= Exercise =
If a line in the data below contains "blue", copy it.

Collection entries:
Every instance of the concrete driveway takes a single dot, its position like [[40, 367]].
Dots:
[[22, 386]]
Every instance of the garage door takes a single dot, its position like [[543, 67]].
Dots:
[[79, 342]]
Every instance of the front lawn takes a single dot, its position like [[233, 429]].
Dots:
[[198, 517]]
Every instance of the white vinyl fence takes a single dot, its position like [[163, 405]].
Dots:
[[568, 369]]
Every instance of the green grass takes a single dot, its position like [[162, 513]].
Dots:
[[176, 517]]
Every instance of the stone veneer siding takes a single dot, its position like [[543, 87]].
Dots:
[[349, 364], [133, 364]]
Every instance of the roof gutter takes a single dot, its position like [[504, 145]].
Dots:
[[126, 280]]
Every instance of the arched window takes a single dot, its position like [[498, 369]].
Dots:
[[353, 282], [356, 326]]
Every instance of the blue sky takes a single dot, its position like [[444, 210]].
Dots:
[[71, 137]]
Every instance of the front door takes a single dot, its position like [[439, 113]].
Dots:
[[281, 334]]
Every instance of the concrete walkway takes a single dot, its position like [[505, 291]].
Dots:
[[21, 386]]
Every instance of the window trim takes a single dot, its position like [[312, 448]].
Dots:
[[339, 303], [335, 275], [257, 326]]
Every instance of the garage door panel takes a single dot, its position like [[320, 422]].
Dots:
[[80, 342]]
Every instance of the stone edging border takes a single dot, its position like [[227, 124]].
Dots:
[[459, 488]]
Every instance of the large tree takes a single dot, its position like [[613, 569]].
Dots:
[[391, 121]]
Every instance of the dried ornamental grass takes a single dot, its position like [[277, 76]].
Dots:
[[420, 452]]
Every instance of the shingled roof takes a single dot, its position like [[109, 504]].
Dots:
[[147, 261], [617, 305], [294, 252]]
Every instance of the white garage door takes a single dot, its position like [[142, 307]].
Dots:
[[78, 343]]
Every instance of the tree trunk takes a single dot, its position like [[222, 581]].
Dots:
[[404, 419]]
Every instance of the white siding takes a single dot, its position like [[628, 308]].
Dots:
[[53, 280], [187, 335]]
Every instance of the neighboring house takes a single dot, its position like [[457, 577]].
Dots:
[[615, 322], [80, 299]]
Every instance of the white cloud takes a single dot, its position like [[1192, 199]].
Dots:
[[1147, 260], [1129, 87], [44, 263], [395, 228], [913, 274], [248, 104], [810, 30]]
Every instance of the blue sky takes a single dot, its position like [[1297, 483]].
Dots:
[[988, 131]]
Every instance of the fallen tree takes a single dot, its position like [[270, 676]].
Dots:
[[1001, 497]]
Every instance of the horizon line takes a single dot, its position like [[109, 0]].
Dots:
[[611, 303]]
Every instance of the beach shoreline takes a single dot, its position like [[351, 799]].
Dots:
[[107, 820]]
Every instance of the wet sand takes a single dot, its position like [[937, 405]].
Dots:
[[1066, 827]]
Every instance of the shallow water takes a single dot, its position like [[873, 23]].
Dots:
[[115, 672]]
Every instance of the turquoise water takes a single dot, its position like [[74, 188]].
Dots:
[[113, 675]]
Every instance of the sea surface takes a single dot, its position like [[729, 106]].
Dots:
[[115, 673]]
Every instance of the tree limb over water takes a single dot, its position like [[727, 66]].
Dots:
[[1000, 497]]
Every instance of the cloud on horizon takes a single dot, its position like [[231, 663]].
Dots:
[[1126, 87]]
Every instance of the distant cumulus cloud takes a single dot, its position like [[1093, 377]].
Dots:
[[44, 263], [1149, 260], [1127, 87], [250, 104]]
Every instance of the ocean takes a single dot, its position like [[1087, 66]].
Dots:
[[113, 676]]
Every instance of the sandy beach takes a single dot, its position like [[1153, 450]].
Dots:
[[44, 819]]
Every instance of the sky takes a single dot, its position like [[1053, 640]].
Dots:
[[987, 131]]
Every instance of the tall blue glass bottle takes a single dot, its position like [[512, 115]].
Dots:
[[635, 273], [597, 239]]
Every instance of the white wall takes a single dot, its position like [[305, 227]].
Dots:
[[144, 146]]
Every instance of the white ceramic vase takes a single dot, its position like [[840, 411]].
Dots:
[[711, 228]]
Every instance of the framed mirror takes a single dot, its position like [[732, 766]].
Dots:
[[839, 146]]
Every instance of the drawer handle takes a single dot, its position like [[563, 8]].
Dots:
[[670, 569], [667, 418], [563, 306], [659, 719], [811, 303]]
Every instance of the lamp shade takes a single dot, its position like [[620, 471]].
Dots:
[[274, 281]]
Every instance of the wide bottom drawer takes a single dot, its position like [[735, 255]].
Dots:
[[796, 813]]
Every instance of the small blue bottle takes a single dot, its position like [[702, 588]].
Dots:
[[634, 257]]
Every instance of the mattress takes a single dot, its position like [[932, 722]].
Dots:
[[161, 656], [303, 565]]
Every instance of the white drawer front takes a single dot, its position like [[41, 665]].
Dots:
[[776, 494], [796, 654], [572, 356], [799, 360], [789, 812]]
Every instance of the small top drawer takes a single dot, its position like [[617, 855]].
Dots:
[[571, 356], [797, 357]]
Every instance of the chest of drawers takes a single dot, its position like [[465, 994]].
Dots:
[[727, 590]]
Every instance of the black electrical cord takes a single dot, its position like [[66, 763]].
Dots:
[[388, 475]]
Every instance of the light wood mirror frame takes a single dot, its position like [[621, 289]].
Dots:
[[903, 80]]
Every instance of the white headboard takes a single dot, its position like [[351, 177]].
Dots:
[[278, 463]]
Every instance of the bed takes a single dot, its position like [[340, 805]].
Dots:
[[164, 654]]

= Finished exercise =
Every instance of the blue sky takes a single dot, its position like [[444, 210]].
Every instance of the blue sky takes a single dot, its position like [[1297, 483]].
Every instance of the tall blue glass bottle takes a single dot, its position like [[512, 115]].
Every instance of the small blue bottle takes a single dot, its position like [[702, 588]].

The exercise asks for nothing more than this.